(Work to complete):
Find every line in the items below that contains the word "sign" and copy each of those lines, treating uppercase and lowercase letters as different.

(Given records):
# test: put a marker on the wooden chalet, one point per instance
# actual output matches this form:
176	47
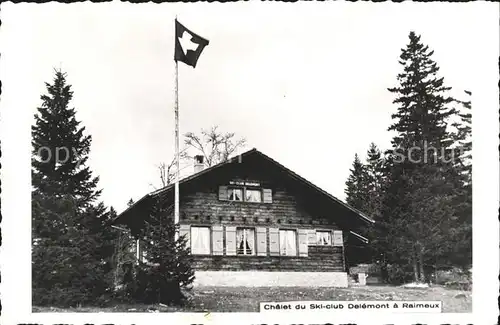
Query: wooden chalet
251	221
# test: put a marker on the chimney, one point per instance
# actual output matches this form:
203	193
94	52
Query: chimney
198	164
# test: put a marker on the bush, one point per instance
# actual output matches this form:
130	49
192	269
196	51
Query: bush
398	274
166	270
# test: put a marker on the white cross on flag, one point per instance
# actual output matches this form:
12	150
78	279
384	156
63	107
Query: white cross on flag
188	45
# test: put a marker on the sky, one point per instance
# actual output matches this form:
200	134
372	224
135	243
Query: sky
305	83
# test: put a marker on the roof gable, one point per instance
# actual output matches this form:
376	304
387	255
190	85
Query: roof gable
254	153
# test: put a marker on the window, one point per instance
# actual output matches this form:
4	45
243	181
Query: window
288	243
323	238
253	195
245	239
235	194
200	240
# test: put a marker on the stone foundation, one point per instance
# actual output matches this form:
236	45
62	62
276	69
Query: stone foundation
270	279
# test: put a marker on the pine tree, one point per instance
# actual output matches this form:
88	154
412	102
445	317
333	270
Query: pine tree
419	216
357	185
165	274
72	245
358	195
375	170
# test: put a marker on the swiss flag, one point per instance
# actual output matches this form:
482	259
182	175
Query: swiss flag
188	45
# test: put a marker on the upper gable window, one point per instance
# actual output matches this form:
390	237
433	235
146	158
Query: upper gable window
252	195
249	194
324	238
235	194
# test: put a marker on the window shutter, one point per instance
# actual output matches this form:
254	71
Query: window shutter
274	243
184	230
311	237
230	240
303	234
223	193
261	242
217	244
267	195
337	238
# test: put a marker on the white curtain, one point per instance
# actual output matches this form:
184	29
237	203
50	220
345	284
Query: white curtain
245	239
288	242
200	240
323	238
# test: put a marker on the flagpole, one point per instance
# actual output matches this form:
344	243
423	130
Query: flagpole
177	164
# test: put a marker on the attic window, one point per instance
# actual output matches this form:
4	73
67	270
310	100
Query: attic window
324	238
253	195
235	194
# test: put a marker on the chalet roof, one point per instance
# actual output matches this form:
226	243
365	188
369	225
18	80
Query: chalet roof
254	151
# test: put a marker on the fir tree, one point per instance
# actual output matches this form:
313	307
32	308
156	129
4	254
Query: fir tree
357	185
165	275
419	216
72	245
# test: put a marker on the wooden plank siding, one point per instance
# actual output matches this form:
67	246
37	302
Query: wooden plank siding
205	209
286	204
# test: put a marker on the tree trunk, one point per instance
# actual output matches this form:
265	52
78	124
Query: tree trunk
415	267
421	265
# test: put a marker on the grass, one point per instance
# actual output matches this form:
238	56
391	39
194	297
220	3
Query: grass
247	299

* * *

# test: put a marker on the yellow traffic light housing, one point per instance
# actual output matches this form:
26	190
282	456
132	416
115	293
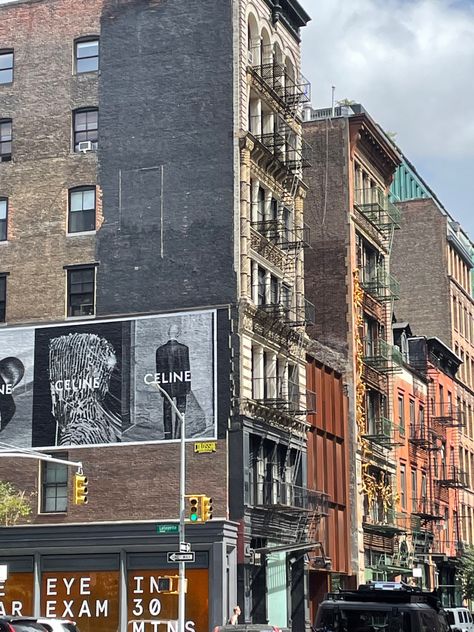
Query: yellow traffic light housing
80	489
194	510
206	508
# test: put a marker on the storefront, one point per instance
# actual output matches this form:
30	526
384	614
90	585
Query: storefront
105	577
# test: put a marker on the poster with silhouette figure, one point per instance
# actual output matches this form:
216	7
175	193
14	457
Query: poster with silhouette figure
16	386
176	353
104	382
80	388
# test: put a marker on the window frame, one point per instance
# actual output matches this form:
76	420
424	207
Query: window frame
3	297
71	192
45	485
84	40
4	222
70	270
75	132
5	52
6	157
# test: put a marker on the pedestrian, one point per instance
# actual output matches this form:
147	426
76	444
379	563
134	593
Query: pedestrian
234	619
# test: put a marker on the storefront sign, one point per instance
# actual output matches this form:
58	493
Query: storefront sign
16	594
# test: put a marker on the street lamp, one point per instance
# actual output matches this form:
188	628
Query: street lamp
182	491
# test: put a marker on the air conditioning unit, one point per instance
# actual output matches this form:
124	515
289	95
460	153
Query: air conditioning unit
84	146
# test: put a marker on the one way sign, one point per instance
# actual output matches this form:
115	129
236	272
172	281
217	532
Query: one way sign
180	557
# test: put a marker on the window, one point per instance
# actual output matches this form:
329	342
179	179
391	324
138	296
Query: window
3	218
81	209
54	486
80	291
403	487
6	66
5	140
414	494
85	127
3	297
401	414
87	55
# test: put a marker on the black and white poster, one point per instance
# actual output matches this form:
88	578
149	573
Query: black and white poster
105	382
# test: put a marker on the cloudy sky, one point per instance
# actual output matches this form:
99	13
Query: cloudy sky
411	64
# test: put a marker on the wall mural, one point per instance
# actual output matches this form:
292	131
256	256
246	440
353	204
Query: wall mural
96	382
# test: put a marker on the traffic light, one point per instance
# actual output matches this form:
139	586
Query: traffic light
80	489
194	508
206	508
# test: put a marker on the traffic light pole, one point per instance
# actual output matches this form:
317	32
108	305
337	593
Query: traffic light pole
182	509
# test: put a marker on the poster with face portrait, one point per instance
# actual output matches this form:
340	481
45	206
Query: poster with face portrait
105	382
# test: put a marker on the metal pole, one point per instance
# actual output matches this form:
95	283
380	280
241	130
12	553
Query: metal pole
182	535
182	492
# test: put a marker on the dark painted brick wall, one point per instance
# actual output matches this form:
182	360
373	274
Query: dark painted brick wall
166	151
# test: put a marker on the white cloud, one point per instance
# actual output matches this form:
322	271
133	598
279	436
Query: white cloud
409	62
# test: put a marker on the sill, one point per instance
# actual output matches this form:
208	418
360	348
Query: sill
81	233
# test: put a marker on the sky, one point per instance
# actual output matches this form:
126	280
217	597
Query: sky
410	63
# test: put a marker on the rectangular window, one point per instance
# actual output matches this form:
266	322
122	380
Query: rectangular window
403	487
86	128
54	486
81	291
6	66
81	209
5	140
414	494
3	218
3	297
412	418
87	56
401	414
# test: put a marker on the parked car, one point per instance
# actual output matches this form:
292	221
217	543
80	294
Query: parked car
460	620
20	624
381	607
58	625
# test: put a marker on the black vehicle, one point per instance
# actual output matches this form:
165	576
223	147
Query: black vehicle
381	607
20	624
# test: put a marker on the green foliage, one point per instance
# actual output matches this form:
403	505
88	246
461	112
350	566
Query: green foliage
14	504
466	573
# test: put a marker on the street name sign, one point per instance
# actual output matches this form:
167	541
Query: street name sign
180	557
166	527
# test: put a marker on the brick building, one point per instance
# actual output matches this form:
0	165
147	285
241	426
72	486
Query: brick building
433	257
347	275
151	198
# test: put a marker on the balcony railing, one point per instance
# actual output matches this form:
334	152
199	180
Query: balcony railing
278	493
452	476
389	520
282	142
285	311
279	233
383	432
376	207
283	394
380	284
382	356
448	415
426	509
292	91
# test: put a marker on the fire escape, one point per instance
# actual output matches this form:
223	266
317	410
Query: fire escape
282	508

(Output of the exercise):
# test: put a marker on the storefront sign, one point per instance
Query: storefront sign
# test: put a marker on the one way sign, one point per instance
Query: one way sign
# test: put a marker on the street name sign, one point per instance
Query: street name sign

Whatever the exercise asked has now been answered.